## Work request
Please repeat the lines below, exactly and only, from the one that holds "negative clicks: (993, 390)" through the one that holds "356H926L889 416L887 471L917".

----- Records provided -----

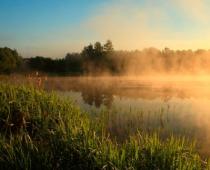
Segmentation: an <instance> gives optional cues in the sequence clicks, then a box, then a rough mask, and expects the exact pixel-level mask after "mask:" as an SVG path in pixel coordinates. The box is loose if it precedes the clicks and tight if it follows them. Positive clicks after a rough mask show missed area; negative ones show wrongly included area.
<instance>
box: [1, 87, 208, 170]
mask: <svg viewBox="0 0 210 170" xmlns="http://www.w3.org/2000/svg"><path fill="white" fill-rule="evenodd" d="M104 127H105V126H104V125H103V119H100V120H98V121H92V119H91V118H90V116H89V114H87V113H84V112H82V111H81V110H80V109H79V107H77V106H76V105H74V104H73V102H72V101H71V100H70V99H66V98H65V99H62V98H61V97H59V96H57V95H56V94H55V93H47V92H45V91H43V90H37V89H35V88H33V87H29V86H28V87H26V86H13V85H10V84H4V83H1V84H0V169H13V170H14V169H27V170H30V169H35V170H36V169H56V170H57V169H181V170H183V169H187V170H188V169H195V170H199V169H210V163H209V162H208V161H207V160H203V159H201V156H200V155H199V154H198V153H197V152H196V150H195V148H194V144H192V143H190V142H189V141H187V140H186V139H184V138H176V137H173V136H171V137H170V138H168V139H167V140H164V141H162V140H161V139H160V138H159V136H158V134H157V133H153V134H150V135H148V134H145V133H141V132H140V131H138V132H137V133H136V134H134V135H132V136H130V137H129V138H128V139H127V140H126V141H124V142H123V143H118V142H117V141H116V140H113V139H111V138H110V137H109V135H108V132H107V131H106V128H104Z"/></svg>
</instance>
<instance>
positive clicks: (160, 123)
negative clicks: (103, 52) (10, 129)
mask: <svg viewBox="0 0 210 170" xmlns="http://www.w3.org/2000/svg"><path fill="white" fill-rule="evenodd" d="M45 89H47V90H58V91H61V92H62V93H63V94H67V95H70V96H71V97H73V98H74V99H75V100H78V101H79V102H78V103H79V104H80V105H81V106H84V105H86V106H87V105H88V106H89V108H93V107H96V108H99V109H100V108H102V106H106V108H107V110H106V112H105V116H106V121H107V122H106V124H107V130H108V131H109V132H110V135H111V136H112V137H113V138H117V139H118V140H124V139H126V138H127V137H128V136H129V135H130V134H133V133H135V132H136V131H137V129H140V130H142V131H146V132H147V133H148V132H152V131H157V130H158V131H159V133H160V135H161V137H162V138H166V137H168V136H169V135H171V134H172V133H173V134H174V135H176V136H186V137H189V138H190V139H194V138H195V139H197V141H198V150H199V152H201V153H202V154H203V155H210V150H209V146H210V134H209V131H210V107H209V103H210V83H209V82H199V81H189V82H183V81H162V82H159V81H155V82H151V81H139V80H135V79H129V80H124V79H115V78H113V79H109V78H107V79H106V78H51V79H49V80H48V81H47V82H46V83H45ZM69 92H71V93H69ZM84 108H85V107H84ZM85 109H86V108H85ZM96 112H97V113H100V111H96ZM91 113H93V110H91ZM97 113H96V116H97ZM98 116H100V114H99V115H98Z"/></svg>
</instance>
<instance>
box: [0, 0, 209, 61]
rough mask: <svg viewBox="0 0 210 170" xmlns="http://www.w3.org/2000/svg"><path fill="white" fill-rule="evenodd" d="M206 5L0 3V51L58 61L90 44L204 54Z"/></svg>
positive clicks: (115, 2) (178, 2)
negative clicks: (13, 50)
mask: <svg viewBox="0 0 210 170" xmlns="http://www.w3.org/2000/svg"><path fill="white" fill-rule="evenodd" d="M209 11H210V2H209V1H208V0H156V1H154V0H0V46H1V47H2V46H8V47H11V48H15V49H17V50H18V51H19V52H20V53H21V54H22V55H23V56H24V57H29V56H35V55H44V56H48V57H63V56H64V55H65V54H66V53H67V52H73V51H80V50H81V49H82V47H83V46H84V45H86V44H88V43H90V42H94V41H101V42H104V41H106V40H107V39H111V40H112V41H113V43H114V45H115V48H116V49H125V50H135V49H142V48H146V47H150V46H153V47H156V48H160V49H161V48H164V47H166V46H167V47H169V48H173V49H197V48H206V49H208V48H210V43H209V42H210V31H209V30H210V15H209V14H210V12H209Z"/></svg>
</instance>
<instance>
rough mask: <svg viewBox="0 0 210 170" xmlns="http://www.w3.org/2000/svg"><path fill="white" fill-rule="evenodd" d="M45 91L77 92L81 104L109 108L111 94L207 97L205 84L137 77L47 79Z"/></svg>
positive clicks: (119, 94)
mask: <svg viewBox="0 0 210 170" xmlns="http://www.w3.org/2000/svg"><path fill="white" fill-rule="evenodd" d="M44 87H45V89H47V90H59V91H63V92H65V91H74V92H81V96H82V98H83V100H84V101H85V103H87V104H89V105H95V106H96V107H98V108H99V107H100V106H101V105H105V106H107V107H111V106H112V103H113V101H114V96H118V97H119V98H123V97H126V98H132V99H138V98H141V99H146V100H154V99H157V98H158V99H160V100H162V101H164V102H168V101H170V100H171V99H172V98H175V97H177V98H180V99H189V98H203V97H204V98H206V97H207V98H210V90H209V86H207V85H206V84H200V83H199V82H142V81H138V80H122V79H110V78H107V79H104V78H103V79H102V78H51V79H50V78H49V80H48V81H47V82H45V85H44Z"/></svg>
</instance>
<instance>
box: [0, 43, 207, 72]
mask: <svg viewBox="0 0 210 170" xmlns="http://www.w3.org/2000/svg"><path fill="white" fill-rule="evenodd" d="M31 71H40V72H44V73H48V74H60V75H85V74H91V75H100V74H104V73H108V74H113V75H125V74H135V75H138V74H144V73H210V51H209V50H196V51H192V50H171V49H169V48H165V49H163V50H158V49H156V48H147V49H143V50H135V51H117V50H114V47H113V44H112V42H111V41H110V40H108V41H107V42H106V43H105V44H102V43H100V42H96V43H94V44H89V45H88V46H85V47H84V48H83V50H82V51H81V52H79V53H67V54H66V56H65V57H64V58H60V59H52V58H46V57H43V56H36V57H31V58H22V57H21V56H20V55H19V54H18V52H17V51H16V50H12V49H10V48H8V47H4V48H0V73H13V72H20V73H21V72H31Z"/></svg>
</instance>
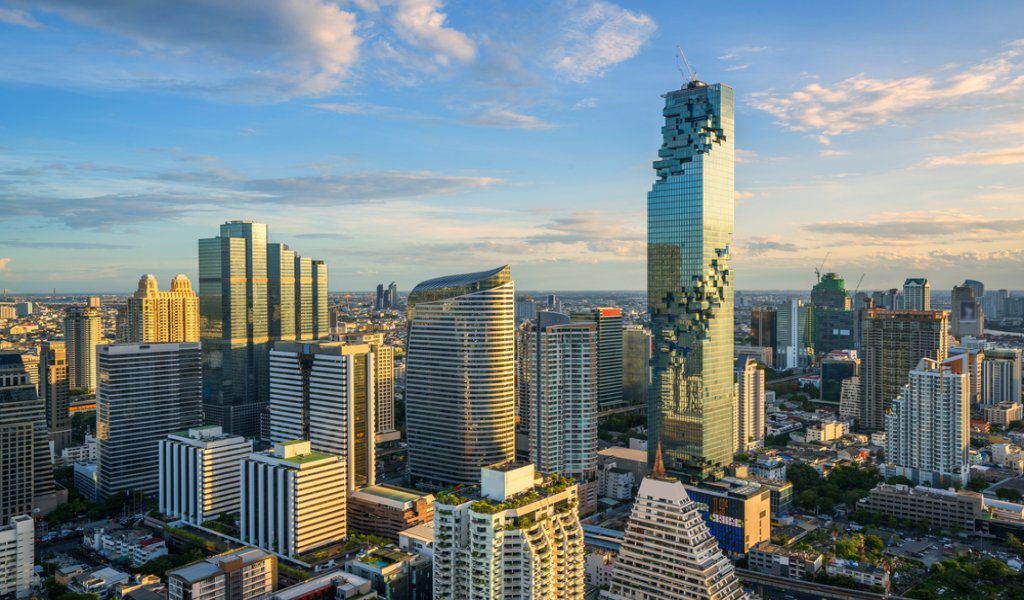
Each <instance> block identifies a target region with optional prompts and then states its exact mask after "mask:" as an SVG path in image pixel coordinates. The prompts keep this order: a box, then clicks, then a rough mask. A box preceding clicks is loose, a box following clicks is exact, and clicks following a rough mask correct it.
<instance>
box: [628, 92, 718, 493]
mask: <svg viewBox="0 0 1024 600" xmlns="http://www.w3.org/2000/svg"><path fill="white" fill-rule="evenodd" d="M663 114H664V115H665V127H664V128H663V129H662V132H663V137H664V139H663V143H662V148H660V149H659V151H658V160H657V161H655V162H654V165H653V166H654V169H655V171H656V172H657V181H655V183H654V186H653V188H652V189H651V191H650V192H649V194H648V195H647V304H648V307H649V312H650V317H651V333H652V334H653V336H654V352H653V353H654V358H653V360H652V370H653V371H652V385H651V396H650V398H648V402H649V408H648V411H647V415H648V421H649V424H650V427H649V442H648V447H649V448H650V452H653V451H654V448H655V447H656V446H657V444H658V442H660V444H662V445H664V448H665V460H666V464H667V466H668V468H669V469H670V470H672V471H684V472H686V473H687V474H689V475H692V476H695V477H703V476H707V475H710V474H712V473H714V472H718V471H720V470H722V469H723V468H724V467H725V466H726V465H727V464H729V463H730V462H731V461H732V449H733V448H732V428H733V422H732V394H733V385H732V361H733V353H732V351H733V348H732V345H733V343H732V330H733V317H732V286H733V281H732V271H731V270H730V268H729V265H728V261H729V243H730V240H731V237H732V227H733V208H734V205H735V198H734V188H735V185H734V182H733V175H734V173H733V155H734V140H733V91H732V88H730V87H728V86H726V85H723V84H713V85H708V84H705V83H701V82H699V81H691V82H690V83H688V84H687V85H686V86H685V87H683V88H682V89H679V90H676V91H672V92H669V93H667V94H666V95H665V110H664V112H663Z"/></svg>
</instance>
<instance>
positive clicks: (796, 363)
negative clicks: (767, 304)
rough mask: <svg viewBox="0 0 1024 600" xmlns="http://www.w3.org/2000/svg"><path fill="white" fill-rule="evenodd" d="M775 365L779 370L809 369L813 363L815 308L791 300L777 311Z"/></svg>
mask: <svg viewBox="0 0 1024 600" xmlns="http://www.w3.org/2000/svg"><path fill="white" fill-rule="evenodd" d="M775 338H776V340H777V344H778V346H777V351H776V356H775V365H776V367H777V369H779V370H787V369H798V368H800V367H807V366H808V365H810V363H811V362H812V361H813V351H812V347H813V345H814V307H813V306H805V305H804V302H803V301H802V300H798V299H791V300H787V301H785V302H783V303H782V304H779V305H778V307H777V308H776V310H775Z"/></svg>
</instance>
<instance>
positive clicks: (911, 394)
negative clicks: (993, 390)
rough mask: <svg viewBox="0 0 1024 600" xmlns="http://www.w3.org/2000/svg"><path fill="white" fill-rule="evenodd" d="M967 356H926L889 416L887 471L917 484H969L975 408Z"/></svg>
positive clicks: (903, 391) (923, 359)
mask: <svg viewBox="0 0 1024 600" xmlns="http://www.w3.org/2000/svg"><path fill="white" fill-rule="evenodd" d="M967 368H968V355H966V354H959V355H957V356H953V357H950V358H947V359H945V360H942V361H938V360H933V359H931V358H922V359H921V361H920V362H919V363H918V367H916V368H915V369H913V370H912V371H910V373H909V376H908V383H907V384H906V385H904V386H903V389H902V390H900V393H899V396H897V397H896V399H895V400H893V403H892V412H891V413H889V414H888V415H886V467H885V473H886V475H887V476H889V477H892V476H895V475H902V476H904V477H907V478H908V479H910V480H911V481H913V483H914V484H915V485H918V484H925V485H929V486H935V487H947V486H949V485H951V484H953V483H955V484H956V485H967V482H968V479H969V478H970V470H971V467H970V463H969V462H968V454H969V451H970V448H971V429H970V420H971V406H970V401H969V387H970V376H969V375H968V372H967Z"/></svg>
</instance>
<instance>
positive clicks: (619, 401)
mask: <svg viewBox="0 0 1024 600" xmlns="http://www.w3.org/2000/svg"><path fill="white" fill-rule="evenodd" d="M572 320H575V322H581V323H593V324H595V325H596V326H597V403H598V405H599V406H600V408H601V410H602V411H605V410H608V409H614V408H616V406H621V405H622V404H623V309H622V308H607V307H605V308H594V309H593V310H582V311H575V312H573V313H572Z"/></svg>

-----

## The completed task
negative clicks: (993, 390)
rough mask: <svg viewBox="0 0 1024 600" xmlns="http://www.w3.org/2000/svg"><path fill="white" fill-rule="evenodd" d="M967 356H926L889 416L887 471L917 484H969L975 408Z"/></svg>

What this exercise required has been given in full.